Stated task 1 >>
Reproduce the blockchain passage word for word, everything from "Cost of Implementing" down to "and this industry.".
Stated task 2 >>
Name the kinds of places that the blockchain passage says teach classes covering this technology.
Stated task 3 >>
In the blockchain passage, what is the main reason many governments in developing countries are not installing this technology?

Text excerpt >>
[start]
In 2019 however, one of the states, Andhra Pradesh state, declared that the administration wants to start adopting blockchain technology for land records and land registry projects. They stated that corruption is at every level. Thus, misconduct occurring in the system can be minimized if all these matters applied to the blockchain system.
Cost of Implementing Blockchain
Using a local blockchain company in developing countries might cost a lot for its adaptation. Nevertheless, blockchain developers who are experts in blockchain technology charge thousands of dollars, and that is a lot of money. Thus, we have to educate more people about this technology and its development. There more and more institutions, universities, and schools that teach classes covering this technology and this industry.
If they can create and invent this technology domestically with no help from other countries and foreign developers, then this would reduce the costs of installations and implementing it into infrastructure. Presuming that you are not able to do it domestically, even so, if you invest 1 million dollars into this technology that in the future will save you 1 billion dollars of corruption in your country, I would say that would be something good to invest. For a private person, the costs for implementing blockchain might be extremely high, but not for a government. The main reason why many governments in developing countries are not installing this technology is that they are not motivated to do so.
Government Embraces Blockchain – Georgia –
Georgia is a country in the Caucasus region of Eurasia where the regime is very open to blockchain technology and has embraced it with open arms. Today, it has one of the most advanced blockchain-based land registry projects. Yet, the main problem remains to be education; educating government bureaucrats and others, and making them aware of the blockchain technology. Bureaucrats in some developing countries may oppose blockchain technology since they are benefiting from their status. However, this does help in the further development of that country and puts a halt to further innovation.
[end]
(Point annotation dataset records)
[start]
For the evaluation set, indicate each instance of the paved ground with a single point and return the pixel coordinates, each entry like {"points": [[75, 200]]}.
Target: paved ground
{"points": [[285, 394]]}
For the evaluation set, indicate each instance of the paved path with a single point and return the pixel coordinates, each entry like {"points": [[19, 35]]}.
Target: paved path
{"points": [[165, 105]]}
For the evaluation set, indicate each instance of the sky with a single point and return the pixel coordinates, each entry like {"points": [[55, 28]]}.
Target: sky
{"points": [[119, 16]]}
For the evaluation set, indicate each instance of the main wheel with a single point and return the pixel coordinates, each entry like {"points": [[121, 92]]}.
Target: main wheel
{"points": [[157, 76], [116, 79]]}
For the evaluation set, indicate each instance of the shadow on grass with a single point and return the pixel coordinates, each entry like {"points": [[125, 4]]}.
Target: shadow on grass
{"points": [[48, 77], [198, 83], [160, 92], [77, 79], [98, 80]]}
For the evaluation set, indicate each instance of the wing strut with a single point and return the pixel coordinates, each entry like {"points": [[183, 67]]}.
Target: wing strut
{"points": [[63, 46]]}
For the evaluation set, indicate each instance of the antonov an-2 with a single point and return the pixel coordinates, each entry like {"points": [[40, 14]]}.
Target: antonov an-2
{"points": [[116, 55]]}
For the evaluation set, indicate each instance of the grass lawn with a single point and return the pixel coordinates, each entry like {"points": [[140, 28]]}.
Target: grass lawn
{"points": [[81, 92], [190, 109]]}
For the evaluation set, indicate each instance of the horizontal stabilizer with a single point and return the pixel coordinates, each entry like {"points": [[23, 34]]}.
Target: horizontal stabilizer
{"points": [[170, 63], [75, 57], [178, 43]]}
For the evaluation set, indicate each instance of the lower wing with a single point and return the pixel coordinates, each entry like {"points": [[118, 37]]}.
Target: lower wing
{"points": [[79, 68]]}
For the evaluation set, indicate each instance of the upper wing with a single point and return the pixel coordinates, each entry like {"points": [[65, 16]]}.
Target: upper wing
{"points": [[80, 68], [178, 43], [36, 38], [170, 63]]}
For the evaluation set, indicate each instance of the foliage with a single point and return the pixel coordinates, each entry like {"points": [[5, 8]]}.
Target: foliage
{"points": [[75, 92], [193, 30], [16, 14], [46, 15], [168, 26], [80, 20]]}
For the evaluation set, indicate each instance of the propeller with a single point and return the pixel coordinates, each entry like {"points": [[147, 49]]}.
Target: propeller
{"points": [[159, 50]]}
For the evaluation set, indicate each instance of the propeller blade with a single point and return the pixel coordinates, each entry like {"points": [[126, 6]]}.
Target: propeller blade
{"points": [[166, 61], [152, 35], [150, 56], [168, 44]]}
[end]
Response 1 >>
Cost of Implementing Blockchain
Using a local blockchain company in developing countries might cost a lot for its adaptation. Nevertheless, blockchain developers who are experts in blockchain technology charge thousands of dollars, and that is a lot of money. Thus, we have to educate more people about this technology and its development. There more and more institutions, universities, and schools that teach classes covering this technology and this industry.

Response 2 >>
Institutions, universities, and schools.

Response 3 >>
They are not motivated to do so.